> What this task involves: An identical copy of the listing below is all the answer should contain.

[Available records Boundary: Start]

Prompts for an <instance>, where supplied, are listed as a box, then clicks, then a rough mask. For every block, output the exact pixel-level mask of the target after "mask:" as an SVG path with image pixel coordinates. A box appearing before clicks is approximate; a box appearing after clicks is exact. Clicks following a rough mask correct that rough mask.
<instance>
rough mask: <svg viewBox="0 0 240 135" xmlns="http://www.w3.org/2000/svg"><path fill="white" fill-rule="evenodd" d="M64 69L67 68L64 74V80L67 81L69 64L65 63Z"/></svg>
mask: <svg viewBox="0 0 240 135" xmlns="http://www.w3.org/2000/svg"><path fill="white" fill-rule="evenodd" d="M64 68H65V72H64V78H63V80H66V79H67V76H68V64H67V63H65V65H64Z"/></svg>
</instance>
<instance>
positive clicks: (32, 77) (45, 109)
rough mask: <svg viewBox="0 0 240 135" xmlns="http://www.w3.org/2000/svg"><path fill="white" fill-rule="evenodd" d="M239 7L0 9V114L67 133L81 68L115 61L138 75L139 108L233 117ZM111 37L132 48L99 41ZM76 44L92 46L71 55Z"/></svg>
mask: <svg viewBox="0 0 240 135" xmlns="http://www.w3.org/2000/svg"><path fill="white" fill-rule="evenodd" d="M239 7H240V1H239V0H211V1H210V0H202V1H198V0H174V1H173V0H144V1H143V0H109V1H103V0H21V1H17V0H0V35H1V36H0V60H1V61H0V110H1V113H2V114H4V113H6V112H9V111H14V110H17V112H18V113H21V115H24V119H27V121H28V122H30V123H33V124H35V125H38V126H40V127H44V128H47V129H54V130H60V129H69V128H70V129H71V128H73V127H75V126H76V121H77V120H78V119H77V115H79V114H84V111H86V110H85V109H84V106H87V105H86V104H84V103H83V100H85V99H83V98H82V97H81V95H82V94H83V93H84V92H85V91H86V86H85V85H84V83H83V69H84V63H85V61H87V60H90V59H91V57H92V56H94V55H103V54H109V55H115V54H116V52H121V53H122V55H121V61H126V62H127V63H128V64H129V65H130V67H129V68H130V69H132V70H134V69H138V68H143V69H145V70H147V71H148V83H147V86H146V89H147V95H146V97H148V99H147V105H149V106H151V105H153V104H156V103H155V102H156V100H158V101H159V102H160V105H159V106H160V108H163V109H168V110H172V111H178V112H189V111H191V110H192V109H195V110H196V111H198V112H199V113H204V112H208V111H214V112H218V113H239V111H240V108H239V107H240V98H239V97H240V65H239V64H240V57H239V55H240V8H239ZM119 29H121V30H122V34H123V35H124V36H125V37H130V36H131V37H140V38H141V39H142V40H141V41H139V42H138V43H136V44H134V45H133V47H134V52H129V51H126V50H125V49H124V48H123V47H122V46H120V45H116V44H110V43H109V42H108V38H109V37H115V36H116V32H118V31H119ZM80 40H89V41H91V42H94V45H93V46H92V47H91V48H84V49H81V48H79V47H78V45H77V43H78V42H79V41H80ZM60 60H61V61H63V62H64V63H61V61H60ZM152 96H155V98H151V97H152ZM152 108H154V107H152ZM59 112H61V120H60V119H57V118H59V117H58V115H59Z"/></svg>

[Available records Boundary: End]

> Response:
Prompts for an <instance>, where supplied, are listed as a box, then clicks, then a rough mask. For every block, output the exact pixel-level mask of the target after "mask:" as an SVG path with image pixel coordinates. A box appearing before clicks is approximate; a box appearing after clicks is exact. Clicks following a rough mask correct that rough mask.
<instance>
rough mask: <svg viewBox="0 0 240 135" xmlns="http://www.w3.org/2000/svg"><path fill="white" fill-rule="evenodd" d="M64 69L67 68L64 74V80L67 81L69 64L65 63Z"/></svg>
mask: <svg viewBox="0 0 240 135" xmlns="http://www.w3.org/2000/svg"><path fill="white" fill-rule="evenodd" d="M64 68H65V72H64V78H63V80H66V79H67V76H68V64H67V63H65V65H64Z"/></svg>
</instance>
<instance>
positive clicks: (32, 77) (45, 109)
rough mask: <svg viewBox="0 0 240 135" xmlns="http://www.w3.org/2000/svg"><path fill="white" fill-rule="evenodd" d="M239 7L0 9V114L67 133L81 68L115 61L138 75L139 108L233 117ZM111 37L132 48L99 41ZM76 44L92 46L71 55Z"/></svg>
mask: <svg viewBox="0 0 240 135" xmlns="http://www.w3.org/2000/svg"><path fill="white" fill-rule="evenodd" d="M239 7H240V1H239V0H211V1H210V0H202V1H198V0H174V1H173V0H144V1H143V0H109V1H103V0H21V1H17V0H0V35H1V36H0V60H1V61H0V110H1V113H2V114H4V113H6V112H9V111H14V110H17V112H18V113H21V115H24V119H27V121H28V122H30V123H33V124H35V125H38V126H40V127H44V128H47V129H54V130H60V129H69V128H70V129H71V128H73V127H75V126H76V121H77V120H78V119H77V115H79V114H84V111H86V110H85V109H84V106H87V105H86V104H84V103H83V100H85V99H83V98H82V97H81V95H82V94H83V93H84V92H85V91H86V86H85V85H84V83H83V69H84V63H85V61H87V60H90V59H91V57H92V56H94V55H103V54H109V55H115V54H116V52H121V53H122V55H121V61H126V62H127V63H128V64H129V65H130V67H129V68H130V69H132V70H134V69H138V68H143V69H145V70H147V71H148V83H147V86H146V89H147V95H146V97H148V99H147V105H149V106H151V105H153V104H156V103H155V102H156V100H158V101H159V102H160V105H159V106H160V108H163V109H168V110H172V111H178V112H189V111H191V110H192V109H195V110H196V111H198V112H199V113H204V112H208V111H214V112H218V113H239V111H240V108H239V107H240V98H239V97H240V65H239V64H240V57H239V55H240V8H239ZM119 29H121V30H122V34H123V35H124V36H125V37H130V36H131V37H140V38H141V39H142V40H141V41H139V42H138V43H136V44H134V45H133V47H134V52H129V51H126V50H125V49H124V48H123V47H122V46H120V45H116V44H110V43H109V42H108V38H109V37H115V36H116V32H118V31H119ZM80 40H89V41H91V42H94V45H93V46H92V47H91V48H84V49H81V48H79V47H78V45H77V43H78V42H79V41H80ZM60 60H61V61H63V62H64V63H61V61H60ZM152 96H155V98H151V97H152ZM152 108H154V107H152ZM59 112H61V120H60V119H57V118H59V117H58V115H59Z"/></svg>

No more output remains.